Article
Correction of vital statistics based on a proactive search of deaths and live births: evidence from a study of the North and Northeast regions of Brazil
Registro en:
SZWARCWALD, Célia Landmann et al. Correction of vital statistics based on a proactive search of deaths and live births: evidence from a study of the north and northeast regions of brazil. Population Health Metrics, v. 12, n. 1, p. 1-10, 2014.
14787954
10.1186/1478-7954-12-16
Autor
Szwarcwald, Celia Landmann
Frias, Paulo Germano de
Souza Júnior, Paulo Roberto Borges de
Almeida, Wanessa da Silva de
Morais Neto, Otaliba Libânio de
Resumen
Background: In the last 20 years, Brazil has undergone dramatic changes in terms of socioeconomic development
and health care. In the first decade of the 2000s, the Ministry of Health (MoH) developed a series of programs
focused on reducing infant mortality, including the Family Health Program as a national policy for primary care. In
this paper, we propose a method to correct underreporting of deaths and live births. After vital statistics are
corrected, infant mortality trends are analyzed for the period 2000–2010 by macro-geographical region.
Methods: A proactive search of live births and deaths was carried out in the Amazon and Northeast regions in
2010 to find vital events that occurred in 2008 and were not reported to the Ministry of Health. The probabilistic
sample of 133 municipalities was stratified by adequacy of vital information reporting. For each municipality, the
adequacy analysis was based on the reported age-standardized mortality rate per 1,000 population and the ratio
between reported and estimated live births. Correction factors were estimated by strata based on additional vital
events found in the proactive search. The procedure was generalized to correct municipal vital statistics for the
period 2000–2010.

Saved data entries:

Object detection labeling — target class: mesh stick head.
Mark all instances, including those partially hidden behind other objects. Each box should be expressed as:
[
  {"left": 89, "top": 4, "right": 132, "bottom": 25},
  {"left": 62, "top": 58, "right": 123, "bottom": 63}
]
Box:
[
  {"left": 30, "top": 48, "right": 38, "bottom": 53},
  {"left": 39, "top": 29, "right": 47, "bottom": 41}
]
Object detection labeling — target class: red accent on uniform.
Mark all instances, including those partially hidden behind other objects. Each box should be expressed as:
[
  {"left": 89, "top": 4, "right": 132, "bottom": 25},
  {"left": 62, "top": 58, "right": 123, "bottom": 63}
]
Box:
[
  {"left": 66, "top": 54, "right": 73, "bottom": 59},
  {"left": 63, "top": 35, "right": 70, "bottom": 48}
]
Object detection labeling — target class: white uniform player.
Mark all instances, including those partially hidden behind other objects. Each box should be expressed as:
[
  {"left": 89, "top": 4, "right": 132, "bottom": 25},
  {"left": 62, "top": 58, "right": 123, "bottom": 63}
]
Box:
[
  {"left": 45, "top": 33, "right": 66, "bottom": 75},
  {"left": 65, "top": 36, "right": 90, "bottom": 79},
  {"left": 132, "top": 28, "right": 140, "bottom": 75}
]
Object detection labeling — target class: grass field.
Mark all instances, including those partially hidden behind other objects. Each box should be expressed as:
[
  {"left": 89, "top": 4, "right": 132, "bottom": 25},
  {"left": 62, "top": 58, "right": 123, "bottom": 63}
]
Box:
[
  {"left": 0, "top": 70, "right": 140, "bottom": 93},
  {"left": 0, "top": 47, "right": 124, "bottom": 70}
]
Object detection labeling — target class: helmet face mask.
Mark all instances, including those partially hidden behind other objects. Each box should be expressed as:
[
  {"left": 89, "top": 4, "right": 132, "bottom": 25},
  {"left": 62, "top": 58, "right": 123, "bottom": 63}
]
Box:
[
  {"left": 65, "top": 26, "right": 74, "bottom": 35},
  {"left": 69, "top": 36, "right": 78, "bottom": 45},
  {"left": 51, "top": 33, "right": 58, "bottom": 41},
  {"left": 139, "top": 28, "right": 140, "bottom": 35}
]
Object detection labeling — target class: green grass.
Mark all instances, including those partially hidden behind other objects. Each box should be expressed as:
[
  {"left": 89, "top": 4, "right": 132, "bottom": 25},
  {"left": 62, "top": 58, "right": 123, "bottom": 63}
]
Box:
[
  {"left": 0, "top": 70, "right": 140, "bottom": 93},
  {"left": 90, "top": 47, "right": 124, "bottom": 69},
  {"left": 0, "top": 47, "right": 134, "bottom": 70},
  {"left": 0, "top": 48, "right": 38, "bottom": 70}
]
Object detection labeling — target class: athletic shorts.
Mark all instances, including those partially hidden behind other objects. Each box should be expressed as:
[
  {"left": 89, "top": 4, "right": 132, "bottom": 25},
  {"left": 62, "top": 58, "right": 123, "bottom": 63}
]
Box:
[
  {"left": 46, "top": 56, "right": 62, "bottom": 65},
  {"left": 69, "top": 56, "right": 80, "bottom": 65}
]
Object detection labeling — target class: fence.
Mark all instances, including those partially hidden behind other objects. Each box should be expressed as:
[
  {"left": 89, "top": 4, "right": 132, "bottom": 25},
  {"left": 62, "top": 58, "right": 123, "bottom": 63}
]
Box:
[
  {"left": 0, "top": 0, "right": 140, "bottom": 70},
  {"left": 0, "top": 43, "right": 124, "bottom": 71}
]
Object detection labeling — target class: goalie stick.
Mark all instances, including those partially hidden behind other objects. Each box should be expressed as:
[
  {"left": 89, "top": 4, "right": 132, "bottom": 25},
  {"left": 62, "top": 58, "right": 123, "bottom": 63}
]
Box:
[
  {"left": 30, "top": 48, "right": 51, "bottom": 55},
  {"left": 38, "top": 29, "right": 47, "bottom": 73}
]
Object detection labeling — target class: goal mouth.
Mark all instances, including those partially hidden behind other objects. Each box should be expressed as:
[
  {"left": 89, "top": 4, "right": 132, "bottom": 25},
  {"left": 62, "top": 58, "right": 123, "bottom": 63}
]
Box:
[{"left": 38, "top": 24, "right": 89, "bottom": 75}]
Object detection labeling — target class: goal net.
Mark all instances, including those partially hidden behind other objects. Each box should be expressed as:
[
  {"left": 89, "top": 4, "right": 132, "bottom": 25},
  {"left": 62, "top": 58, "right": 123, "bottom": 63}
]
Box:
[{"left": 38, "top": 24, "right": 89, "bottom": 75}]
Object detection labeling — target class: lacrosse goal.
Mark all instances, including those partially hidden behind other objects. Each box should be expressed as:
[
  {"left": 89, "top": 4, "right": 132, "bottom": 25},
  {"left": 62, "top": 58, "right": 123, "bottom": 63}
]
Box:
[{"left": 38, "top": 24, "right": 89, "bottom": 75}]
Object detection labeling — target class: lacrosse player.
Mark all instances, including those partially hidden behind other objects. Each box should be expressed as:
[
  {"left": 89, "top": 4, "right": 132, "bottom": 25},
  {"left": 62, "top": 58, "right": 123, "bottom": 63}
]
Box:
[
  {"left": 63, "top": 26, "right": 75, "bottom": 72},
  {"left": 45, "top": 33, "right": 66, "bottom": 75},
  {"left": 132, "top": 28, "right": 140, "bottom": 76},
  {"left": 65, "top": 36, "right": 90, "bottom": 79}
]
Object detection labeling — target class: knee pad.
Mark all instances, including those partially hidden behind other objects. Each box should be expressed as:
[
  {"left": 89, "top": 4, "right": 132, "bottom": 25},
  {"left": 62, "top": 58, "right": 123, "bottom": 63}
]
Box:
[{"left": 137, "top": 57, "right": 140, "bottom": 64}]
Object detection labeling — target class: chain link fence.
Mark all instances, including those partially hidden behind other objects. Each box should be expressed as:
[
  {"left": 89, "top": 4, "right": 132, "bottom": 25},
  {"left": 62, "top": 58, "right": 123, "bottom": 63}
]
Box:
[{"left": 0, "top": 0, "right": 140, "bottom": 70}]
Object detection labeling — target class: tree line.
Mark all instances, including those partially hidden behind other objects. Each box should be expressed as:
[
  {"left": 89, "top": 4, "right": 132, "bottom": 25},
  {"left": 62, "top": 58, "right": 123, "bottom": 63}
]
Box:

[WHAT THE TASK REQUIRES]:
Please carry on with the abstract on correcting Brazil's vital statistics, starting after its last sentence. These items come from a separate source.

[ANSWER TO THIS EXERCISE]:
Results: In the proactive search, 35% of non-reported deaths were found within the health system (hospitals and
other health establishments), but 28% were found in non-official sources, like illegal cemeteries. In areas of extreme
poverty and unreliable vital information, the estimated completeness of infant death reporting was only 33%. After
correction of vital information, the estimated infant mortality rate decreased from 26.1 in 2000 to 16.0 in 2010, with
an annual rate of decrease of 4.7%, greater than the required rate to achieve the Millennium Development Goal.
Among Brazilian regions, the Northeast showed the largest decrease, from 38.4 to 20.1 per 1,000 live births.
Conclusions: The proactive search for vital events was shown to be a good strategy both in terms of
understanding local irregularities and for correcting vital statistics. The methodology could be applied in other
countries to routinely assess the pattern and extent of birth and death under-registration in order to improve the
utility of these data to inform health policies.